* **Work instruction**
Each record below must come back exactly as written; its pictures must not.

* **Records**
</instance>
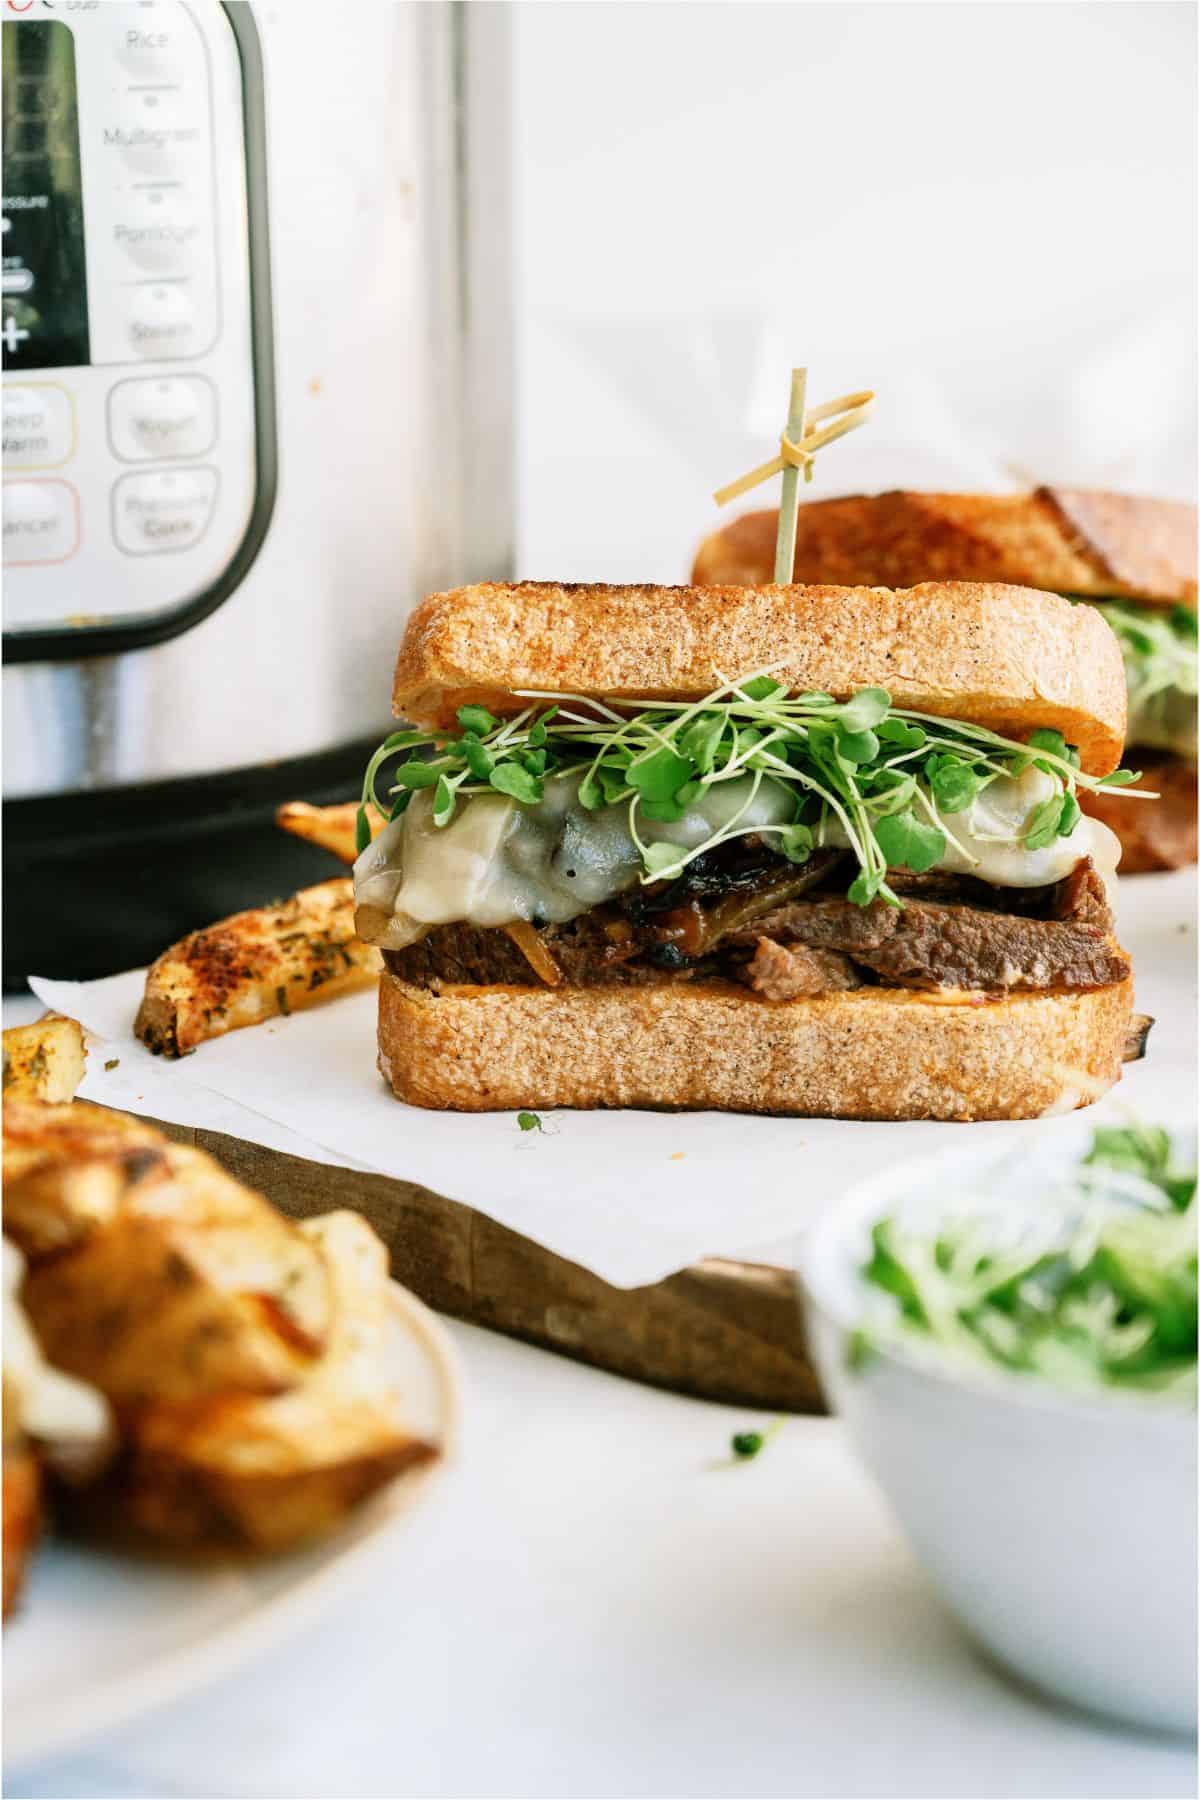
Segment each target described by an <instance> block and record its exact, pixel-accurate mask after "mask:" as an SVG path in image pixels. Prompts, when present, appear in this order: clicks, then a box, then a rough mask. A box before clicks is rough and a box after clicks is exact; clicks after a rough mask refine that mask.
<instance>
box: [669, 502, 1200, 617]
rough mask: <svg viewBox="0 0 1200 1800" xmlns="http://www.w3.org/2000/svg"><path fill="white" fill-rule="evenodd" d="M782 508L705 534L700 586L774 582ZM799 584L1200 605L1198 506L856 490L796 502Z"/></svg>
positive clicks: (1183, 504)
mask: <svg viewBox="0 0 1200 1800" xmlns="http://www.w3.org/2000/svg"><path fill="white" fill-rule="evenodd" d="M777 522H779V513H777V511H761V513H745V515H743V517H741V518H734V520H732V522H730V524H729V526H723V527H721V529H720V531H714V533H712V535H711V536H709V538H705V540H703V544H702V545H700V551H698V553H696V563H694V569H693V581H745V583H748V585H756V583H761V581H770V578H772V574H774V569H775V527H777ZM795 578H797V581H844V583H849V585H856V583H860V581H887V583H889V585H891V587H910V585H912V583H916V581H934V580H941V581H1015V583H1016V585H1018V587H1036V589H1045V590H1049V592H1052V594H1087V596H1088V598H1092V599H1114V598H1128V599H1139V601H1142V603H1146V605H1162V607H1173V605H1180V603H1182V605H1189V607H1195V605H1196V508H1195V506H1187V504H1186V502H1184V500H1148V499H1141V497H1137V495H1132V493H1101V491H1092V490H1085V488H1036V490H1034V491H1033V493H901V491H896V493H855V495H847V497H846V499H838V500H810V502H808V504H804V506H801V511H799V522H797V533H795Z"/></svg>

* **Answer to the exercise**
</instance>
Segment each target described by an <instance> block and record its exact, pixel-accurate mask after "mask:" as an SVG path in image pixels. Prompts, when present, appear in this order: clicks, then a box, then a rough mask. A box before clicks is rough and a box after clicks is exact; clicks after a rough mask refine that mask.
<instance>
box: [669, 502, 1200, 617]
rough mask: <svg viewBox="0 0 1200 1800" xmlns="http://www.w3.org/2000/svg"><path fill="white" fill-rule="evenodd" d="M782 508L705 534L700 586L774 582ZM799 584L1200 605L1198 506L856 490L796 502Z"/></svg>
positive clicks: (1183, 504)
mask: <svg viewBox="0 0 1200 1800" xmlns="http://www.w3.org/2000/svg"><path fill="white" fill-rule="evenodd" d="M777 522H779V513H777V511H761V513H745V515H743V517H741V518H734V520H732V522H730V524H729V526H723V527H721V529H720V531H714V533H712V535H711V536H709V538H705V540H703V544H702V545H700V551H698V553H696V563H694V569H693V581H745V583H748V585H756V583H761V581H770V578H772V574H774V569H775V527H777ZM795 578H797V581H844V583H849V585H856V583H860V581H887V583H889V585H891V587H910V585H912V583H916V581H934V580H941V581H1015V583H1016V585H1018V587H1036V589H1045V590H1049V592H1052V594H1087V596H1088V598H1092V599H1114V598H1128V599H1139V601H1142V603H1146V605H1162V607H1173V605H1180V603H1182V605H1189V607H1195V605H1196V508H1195V506H1187V504H1186V502H1184V500H1148V499H1141V497H1137V495H1132V493H1101V491H1092V490H1085V488H1036V490H1034V491H1033V493H901V491H896V493H855V495H847V497H846V499H838V500H810V502H808V504H804V506H801V511H799V522H797V533H795Z"/></svg>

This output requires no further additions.